Stored dataset items

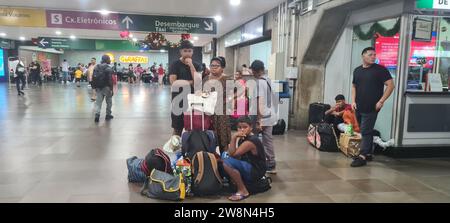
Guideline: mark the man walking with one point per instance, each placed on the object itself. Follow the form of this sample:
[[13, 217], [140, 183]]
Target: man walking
[[368, 99], [103, 85]]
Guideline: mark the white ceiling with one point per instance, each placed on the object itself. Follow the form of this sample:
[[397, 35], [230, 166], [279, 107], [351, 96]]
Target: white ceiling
[[233, 16]]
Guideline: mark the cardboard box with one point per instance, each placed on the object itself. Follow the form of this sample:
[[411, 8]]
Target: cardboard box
[[350, 145]]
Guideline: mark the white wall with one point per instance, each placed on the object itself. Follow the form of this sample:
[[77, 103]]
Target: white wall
[[75, 57], [337, 71]]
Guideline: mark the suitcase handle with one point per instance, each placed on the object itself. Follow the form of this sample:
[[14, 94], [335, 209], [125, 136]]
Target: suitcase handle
[[192, 114]]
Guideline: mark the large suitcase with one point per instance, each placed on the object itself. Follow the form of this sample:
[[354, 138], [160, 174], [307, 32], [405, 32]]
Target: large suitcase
[[317, 112], [323, 137]]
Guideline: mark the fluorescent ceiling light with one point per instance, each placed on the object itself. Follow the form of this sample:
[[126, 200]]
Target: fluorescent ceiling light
[[235, 2], [218, 18]]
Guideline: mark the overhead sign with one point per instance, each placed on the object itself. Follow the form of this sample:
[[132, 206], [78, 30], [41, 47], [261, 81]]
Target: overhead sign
[[133, 59], [22, 17], [82, 20], [168, 24], [58, 43], [433, 4]]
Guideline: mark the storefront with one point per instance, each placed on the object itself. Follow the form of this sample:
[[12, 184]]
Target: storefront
[[412, 40]]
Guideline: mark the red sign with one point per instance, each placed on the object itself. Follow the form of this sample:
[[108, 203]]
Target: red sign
[[387, 51]]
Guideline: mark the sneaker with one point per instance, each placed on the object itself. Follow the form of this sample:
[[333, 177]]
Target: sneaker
[[358, 162], [271, 170]]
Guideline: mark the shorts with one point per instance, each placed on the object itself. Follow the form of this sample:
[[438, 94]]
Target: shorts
[[244, 168]]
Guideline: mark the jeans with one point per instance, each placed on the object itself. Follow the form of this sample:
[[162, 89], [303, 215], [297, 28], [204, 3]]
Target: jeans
[[367, 123], [267, 141], [65, 76], [20, 78], [103, 93]]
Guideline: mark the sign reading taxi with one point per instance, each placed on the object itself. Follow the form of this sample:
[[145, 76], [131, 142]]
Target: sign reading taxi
[[433, 4], [22, 17], [133, 59]]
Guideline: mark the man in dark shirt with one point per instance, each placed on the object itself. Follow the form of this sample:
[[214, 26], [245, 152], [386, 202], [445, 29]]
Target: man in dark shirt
[[368, 96], [183, 72]]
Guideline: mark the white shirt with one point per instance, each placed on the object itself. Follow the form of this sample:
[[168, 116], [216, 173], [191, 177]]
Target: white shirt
[[65, 66]]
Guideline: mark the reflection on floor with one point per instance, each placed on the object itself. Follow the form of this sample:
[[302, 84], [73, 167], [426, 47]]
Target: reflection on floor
[[51, 151]]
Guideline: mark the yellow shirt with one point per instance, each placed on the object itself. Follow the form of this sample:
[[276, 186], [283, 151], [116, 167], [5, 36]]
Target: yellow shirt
[[78, 73]]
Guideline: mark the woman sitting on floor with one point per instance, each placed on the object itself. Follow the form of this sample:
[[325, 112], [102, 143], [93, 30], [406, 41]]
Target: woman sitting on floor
[[247, 161]]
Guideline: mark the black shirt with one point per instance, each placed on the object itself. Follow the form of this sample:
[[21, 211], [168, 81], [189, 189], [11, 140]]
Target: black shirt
[[369, 83], [182, 70]]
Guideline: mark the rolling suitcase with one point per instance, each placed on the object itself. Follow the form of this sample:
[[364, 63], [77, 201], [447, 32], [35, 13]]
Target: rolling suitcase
[[317, 112]]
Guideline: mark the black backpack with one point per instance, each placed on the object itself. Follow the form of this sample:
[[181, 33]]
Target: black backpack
[[206, 179], [260, 186], [279, 128], [197, 141], [157, 159], [323, 137], [99, 78]]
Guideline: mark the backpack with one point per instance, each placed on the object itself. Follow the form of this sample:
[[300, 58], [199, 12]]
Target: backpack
[[157, 159], [279, 128], [205, 174], [260, 186], [197, 141], [164, 186], [99, 78], [323, 137]]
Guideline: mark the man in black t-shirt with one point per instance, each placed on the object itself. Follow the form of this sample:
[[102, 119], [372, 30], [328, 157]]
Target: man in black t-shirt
[[368, 96], [182, 73]]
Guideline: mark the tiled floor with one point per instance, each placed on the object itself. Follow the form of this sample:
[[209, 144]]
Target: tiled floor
[[52, 151]]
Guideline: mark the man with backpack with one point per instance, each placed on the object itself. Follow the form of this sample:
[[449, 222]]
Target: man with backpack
[[103, 85], [266, 117]]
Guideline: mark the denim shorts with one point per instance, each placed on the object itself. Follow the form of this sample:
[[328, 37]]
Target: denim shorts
[[244, 168]]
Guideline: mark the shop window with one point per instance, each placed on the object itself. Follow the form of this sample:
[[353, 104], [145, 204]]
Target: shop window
[[429, 56]]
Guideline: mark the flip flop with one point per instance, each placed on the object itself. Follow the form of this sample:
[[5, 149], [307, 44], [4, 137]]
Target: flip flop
[[240, 196]]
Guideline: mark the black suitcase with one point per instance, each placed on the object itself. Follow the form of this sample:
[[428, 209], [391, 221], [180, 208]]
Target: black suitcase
[[317, 112], [279, 128]]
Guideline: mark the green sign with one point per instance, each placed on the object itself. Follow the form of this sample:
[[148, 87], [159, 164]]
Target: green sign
[[167, 24], [433, 4]]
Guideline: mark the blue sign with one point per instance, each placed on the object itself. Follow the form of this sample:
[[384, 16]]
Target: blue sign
[[2, 64]]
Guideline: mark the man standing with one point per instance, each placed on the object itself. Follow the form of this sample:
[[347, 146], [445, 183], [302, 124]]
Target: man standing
[[102, 83], [267, 117], [183, 69], [90, 74], [368, 99], [65, 70], [35, 71]]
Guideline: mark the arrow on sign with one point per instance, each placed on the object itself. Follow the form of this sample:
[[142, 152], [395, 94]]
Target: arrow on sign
[[127, 20], [43, 43], [209, 26]]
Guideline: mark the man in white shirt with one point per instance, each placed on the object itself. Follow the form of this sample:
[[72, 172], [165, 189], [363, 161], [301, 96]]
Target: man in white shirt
[[65, 70]]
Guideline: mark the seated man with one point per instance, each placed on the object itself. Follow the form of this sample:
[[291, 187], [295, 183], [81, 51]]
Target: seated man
[[335, 114], [247, 161]]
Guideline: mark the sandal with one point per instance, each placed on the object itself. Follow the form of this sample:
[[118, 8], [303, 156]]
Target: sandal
[[239, 196]]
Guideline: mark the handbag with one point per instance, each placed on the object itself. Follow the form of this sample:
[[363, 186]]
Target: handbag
[[161, 185], [204, 102]]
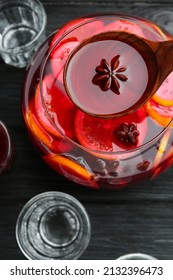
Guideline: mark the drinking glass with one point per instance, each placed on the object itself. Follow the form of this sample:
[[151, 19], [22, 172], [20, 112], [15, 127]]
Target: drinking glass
[[6, 150], [62, 86], [22, 30], [53, 225], [136, 256]]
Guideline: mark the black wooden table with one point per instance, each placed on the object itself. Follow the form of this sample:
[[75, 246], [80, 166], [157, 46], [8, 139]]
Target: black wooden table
[[135, 219]]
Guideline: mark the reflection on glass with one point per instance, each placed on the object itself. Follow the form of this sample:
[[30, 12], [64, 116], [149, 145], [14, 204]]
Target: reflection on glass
[[53, 225]]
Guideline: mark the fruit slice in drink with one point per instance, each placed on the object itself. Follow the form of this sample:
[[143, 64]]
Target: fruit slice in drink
[[54, 106], [111, 135]]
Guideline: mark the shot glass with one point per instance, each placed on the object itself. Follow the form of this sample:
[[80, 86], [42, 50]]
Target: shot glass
[[6, 151], [53, 225], [22, 30], [136, 256]]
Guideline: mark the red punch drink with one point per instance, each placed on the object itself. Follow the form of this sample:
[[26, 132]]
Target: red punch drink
[[83, 104], [5, 149]]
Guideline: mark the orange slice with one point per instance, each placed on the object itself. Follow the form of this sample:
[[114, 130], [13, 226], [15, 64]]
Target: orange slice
[[37, 130], [53, 144], [164, 95], [77, 172], [161, 114]]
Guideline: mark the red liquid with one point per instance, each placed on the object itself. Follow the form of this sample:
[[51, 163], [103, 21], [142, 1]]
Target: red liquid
[[5, 149], [81, 70], [84, 149]]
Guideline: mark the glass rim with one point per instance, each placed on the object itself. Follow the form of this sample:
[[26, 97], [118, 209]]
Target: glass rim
[[68, 199], [9, 148], [43, 16], [91, 18], [139, 256]]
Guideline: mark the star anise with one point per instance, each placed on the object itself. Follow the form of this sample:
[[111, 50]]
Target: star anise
[[127, 134], [108, 75]]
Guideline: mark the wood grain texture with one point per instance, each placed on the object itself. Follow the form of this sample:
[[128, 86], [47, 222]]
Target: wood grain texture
[[135, 219]]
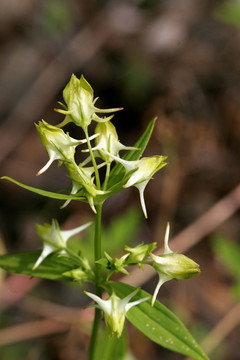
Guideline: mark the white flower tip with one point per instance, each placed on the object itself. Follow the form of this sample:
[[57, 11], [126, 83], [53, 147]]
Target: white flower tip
[[167, 250]]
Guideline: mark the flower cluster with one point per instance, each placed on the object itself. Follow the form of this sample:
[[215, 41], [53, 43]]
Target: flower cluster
[[80, 109], [137, 171]]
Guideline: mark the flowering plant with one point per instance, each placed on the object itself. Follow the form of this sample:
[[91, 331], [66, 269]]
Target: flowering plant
[[104, 148]]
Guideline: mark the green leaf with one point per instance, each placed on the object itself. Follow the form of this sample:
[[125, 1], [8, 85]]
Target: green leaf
[[159, 324], [228, 12], [51, 268], [121, 231], [44, 192], [110, 347], [118, 172]]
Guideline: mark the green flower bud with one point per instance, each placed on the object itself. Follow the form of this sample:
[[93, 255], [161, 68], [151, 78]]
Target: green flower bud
[[144, 168], [139, 253], [115, 310], [114, 265], [107, 141], [55, 239], [81, 109], [171, 265], [60, 146], [82, 273], [83, 183]]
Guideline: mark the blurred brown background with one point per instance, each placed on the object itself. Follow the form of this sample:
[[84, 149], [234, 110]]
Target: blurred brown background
[[177, 60]]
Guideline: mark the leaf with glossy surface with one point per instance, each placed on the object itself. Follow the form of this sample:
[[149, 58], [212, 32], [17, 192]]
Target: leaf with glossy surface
[[46, 193], [159, 324], [51, 268], [111, 348]]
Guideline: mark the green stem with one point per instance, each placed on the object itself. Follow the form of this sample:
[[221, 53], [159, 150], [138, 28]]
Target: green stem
[[98, 275], [107, 176], [93, 160]]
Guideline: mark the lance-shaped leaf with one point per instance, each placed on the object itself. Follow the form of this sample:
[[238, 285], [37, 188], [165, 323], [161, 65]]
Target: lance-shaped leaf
[[160, 325], [46, 193], [53, 267]]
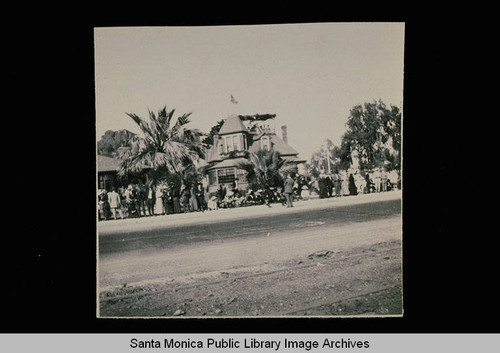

- **What is being asked**:
Pull out every line of the rows above that contains the string "seated", treating uppercase and lowercase as different.

- **Answer in full**:
Guideline: mark the seated man with one point per instance, each placed on the object itself. Follow the form of this sample:
Target: seated man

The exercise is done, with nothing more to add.